Reproduce verbatim the stretch of the post about Eugene Dynkin's lecture from "In 1940 he became" through "concentrate on mathematics.".

BEGIN DOCUMENT

Saturday, May 8, 2010

Seventy years in mathematics

While yesterday Cornell students celebrated Slope Day - the last day of classes for 2009-10 academic year, mathematicians gathered in 251 Malott Hall for the lecture "Seventy years in mathematics" which was also an opening for the 48th Topology Festival..

Audience was certainly more than 100 people, all seats were full and many were standing or sitting simply on a floor.

We all came to listen to a man who has spent 70 years in mathematics.
Here he is - Prof. Eugene Dynkin or as his original Russian name sounds Jevgenij Borisovich Dynkin. In couple days - on May 11 he will turn 86 and he is no retiring. While people were looking for seats in the packed room he was quietly looking through his slide and concentrating for his lecture as he had done countless times in his life.

He was born in Leningrad, now St. Petersburg in 1924 in Jewish family. In 1935 his father was declared "an enemy of the people", family was exiled to Kazahstan, and in 1937 his father was arrested. As his mother was told -"he was sentenced for 10 years without any rights of correspondence". Only after perestroika they learned that it was a code name used for those who were shot immediately. His mother with a teenage boy managed to return to Moscow and he graduated a year early from a high school with all A in his high school diploma. Holders of such diploma did not have to pass entrance exams in the university but they had to have an interview. Dynkin was lucky to have an interviewer Alexander Gelfond who immediately recognized teenagers talent in mathematics. 
In 1940 he became a student of the Department of Mechanics and Mathematics in Moscow State University or as it is known in the whole world - Mekhmat in MGU. From this year he counts started his life in mathematics.
Prof. Sofja Janovskaja noticed the talented freshman and took care of him, including taking him and his mother to live with her, so that he would be able to concentrate on mathematics.
And he really started to work very seriously. Two most memorable courses from the freshman year in MGU for him are linear algebra which Israel Gelfand taught in a spirit of functional analysis, and Kolmogorov's lectures in set theory. As Dynkin remembered - Kolmogorov had an obvious ability to overestimate his students. Dynkin admitted that he had trouble following Kolmogorov's lectures, but he decided to work harder. So he found Hausdorf's monograph on a set theory and studied it so that he would be prepared for the next lecture.
When Nazi German attacked Soviet Union in 1941, Dynkin evacuated to Perm (then called Molotov) and continued his studies there was couple years. He returned back to MGU in 1943, and that was a time when Gelfand seminars started.  

In one of those seminars Dynkin had to present something from Van der Warden's monograph but he could not understand the material. He started to approach in his own way, and the result was what is now called Dynkin Diagrams. When Dynkin in 1976 left Soviet Union, all algebra textbooks were edited to  "diagrams of simple roots" to erase his name. When asked how did he come with this idea he said - it was just so much simplier! This was not the only result he talked in his lecture about which I noticed that a great role to come up   with simple idea was his excellent background in elementary geometry. Even now he said - but those are the things that everybody knows! Not so true, unfortunately, for graduates of American high schools...

END DOCUMENT
BEGIN DATA

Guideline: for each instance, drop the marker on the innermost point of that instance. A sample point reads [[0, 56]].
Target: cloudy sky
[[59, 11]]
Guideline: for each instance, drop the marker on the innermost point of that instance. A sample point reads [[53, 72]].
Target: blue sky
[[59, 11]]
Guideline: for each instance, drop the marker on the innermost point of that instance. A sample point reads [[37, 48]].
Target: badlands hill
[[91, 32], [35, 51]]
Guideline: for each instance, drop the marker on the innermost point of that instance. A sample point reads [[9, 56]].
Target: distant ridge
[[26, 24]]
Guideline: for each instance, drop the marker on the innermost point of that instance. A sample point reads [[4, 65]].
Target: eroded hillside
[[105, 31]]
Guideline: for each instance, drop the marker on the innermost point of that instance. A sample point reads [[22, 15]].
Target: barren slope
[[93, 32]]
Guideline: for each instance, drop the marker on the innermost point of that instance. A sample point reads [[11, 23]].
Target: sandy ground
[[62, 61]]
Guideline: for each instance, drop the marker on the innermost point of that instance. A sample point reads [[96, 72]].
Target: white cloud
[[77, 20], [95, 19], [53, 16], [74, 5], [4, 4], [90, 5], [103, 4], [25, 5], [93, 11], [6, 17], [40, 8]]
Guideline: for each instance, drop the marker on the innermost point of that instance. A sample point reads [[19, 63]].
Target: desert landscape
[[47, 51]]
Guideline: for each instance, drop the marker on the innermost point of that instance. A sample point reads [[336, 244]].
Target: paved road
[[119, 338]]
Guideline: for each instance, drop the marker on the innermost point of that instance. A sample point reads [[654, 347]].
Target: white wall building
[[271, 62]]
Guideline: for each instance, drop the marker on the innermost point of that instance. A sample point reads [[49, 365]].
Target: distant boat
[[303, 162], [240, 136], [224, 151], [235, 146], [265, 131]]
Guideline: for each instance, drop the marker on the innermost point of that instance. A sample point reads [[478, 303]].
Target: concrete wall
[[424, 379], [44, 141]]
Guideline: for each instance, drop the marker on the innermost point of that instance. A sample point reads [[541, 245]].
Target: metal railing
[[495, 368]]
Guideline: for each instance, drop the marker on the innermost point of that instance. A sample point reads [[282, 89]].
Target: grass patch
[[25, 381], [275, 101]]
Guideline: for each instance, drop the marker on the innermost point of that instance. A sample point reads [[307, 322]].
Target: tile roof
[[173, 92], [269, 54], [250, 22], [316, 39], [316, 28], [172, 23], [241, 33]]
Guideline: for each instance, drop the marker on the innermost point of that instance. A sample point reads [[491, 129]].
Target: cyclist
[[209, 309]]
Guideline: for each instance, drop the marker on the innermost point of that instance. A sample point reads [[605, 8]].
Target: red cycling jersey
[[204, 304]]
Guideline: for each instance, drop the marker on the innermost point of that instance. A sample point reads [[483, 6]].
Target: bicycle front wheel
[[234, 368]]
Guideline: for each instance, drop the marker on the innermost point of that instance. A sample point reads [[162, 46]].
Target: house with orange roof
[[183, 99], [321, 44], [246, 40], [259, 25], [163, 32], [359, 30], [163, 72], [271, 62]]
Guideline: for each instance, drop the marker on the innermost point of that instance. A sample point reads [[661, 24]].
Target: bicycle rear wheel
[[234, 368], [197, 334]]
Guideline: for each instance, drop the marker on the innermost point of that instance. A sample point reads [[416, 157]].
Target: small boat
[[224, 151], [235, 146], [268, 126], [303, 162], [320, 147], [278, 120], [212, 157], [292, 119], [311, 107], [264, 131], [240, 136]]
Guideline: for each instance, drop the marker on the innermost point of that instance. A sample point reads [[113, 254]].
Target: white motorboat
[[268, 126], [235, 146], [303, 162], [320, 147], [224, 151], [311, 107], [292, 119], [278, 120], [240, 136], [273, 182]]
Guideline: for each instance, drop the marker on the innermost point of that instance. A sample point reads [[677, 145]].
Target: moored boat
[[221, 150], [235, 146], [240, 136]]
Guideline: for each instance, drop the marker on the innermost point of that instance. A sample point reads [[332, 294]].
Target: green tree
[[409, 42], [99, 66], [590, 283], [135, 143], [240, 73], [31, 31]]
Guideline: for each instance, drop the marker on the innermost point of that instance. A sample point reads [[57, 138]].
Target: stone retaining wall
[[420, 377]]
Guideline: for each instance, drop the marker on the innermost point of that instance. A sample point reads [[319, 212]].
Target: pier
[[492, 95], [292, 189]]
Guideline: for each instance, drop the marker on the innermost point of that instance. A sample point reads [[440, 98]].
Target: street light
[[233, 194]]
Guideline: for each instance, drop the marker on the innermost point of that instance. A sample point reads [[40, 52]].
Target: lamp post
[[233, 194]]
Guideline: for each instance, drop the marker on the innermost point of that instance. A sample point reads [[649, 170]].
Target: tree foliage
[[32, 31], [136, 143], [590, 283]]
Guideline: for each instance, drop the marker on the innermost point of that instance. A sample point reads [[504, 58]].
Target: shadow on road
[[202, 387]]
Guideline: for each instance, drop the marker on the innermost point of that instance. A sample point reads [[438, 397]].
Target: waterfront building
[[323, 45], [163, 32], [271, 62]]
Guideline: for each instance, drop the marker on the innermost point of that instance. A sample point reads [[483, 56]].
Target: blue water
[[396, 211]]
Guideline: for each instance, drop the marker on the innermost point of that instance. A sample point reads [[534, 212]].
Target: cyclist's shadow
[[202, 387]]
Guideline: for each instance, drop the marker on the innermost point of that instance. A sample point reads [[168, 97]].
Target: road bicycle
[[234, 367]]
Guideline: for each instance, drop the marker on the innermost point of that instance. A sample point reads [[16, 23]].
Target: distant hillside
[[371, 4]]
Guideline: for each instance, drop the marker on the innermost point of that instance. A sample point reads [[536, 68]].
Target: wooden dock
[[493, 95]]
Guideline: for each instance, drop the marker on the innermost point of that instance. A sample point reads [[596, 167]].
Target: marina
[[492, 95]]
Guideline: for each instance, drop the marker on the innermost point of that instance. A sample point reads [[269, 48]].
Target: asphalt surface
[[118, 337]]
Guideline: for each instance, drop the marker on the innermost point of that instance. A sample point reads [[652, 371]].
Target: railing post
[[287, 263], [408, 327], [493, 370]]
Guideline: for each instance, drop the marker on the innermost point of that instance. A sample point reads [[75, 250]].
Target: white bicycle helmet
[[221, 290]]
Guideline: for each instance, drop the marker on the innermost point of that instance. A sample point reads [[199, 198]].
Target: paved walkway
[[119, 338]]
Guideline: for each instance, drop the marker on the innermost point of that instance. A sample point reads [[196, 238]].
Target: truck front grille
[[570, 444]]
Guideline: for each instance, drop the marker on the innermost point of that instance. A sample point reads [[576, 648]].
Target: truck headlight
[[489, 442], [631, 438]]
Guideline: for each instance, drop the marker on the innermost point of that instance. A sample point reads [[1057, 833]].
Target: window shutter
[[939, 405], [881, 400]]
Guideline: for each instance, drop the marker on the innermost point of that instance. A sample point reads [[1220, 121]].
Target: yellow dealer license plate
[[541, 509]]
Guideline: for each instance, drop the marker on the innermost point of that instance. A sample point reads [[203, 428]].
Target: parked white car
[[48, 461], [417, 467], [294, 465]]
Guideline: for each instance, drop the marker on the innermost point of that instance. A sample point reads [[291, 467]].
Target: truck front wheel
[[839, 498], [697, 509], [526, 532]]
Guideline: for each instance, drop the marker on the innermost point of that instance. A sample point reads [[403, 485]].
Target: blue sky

END DATA

EXERCISE OUTPUT:
In 1940 he became a student of the Department of Mechanics and Mathematics in Moscow State University or as it is known in the whole world - Mekhmat in MGU. From this year he counts started his life in mathematics.
Prof. Sofja Janovskaja noticed the talented freshman and took care of him, including taking him and his mother to live with her, so that he would be able to concentrate on mathematics.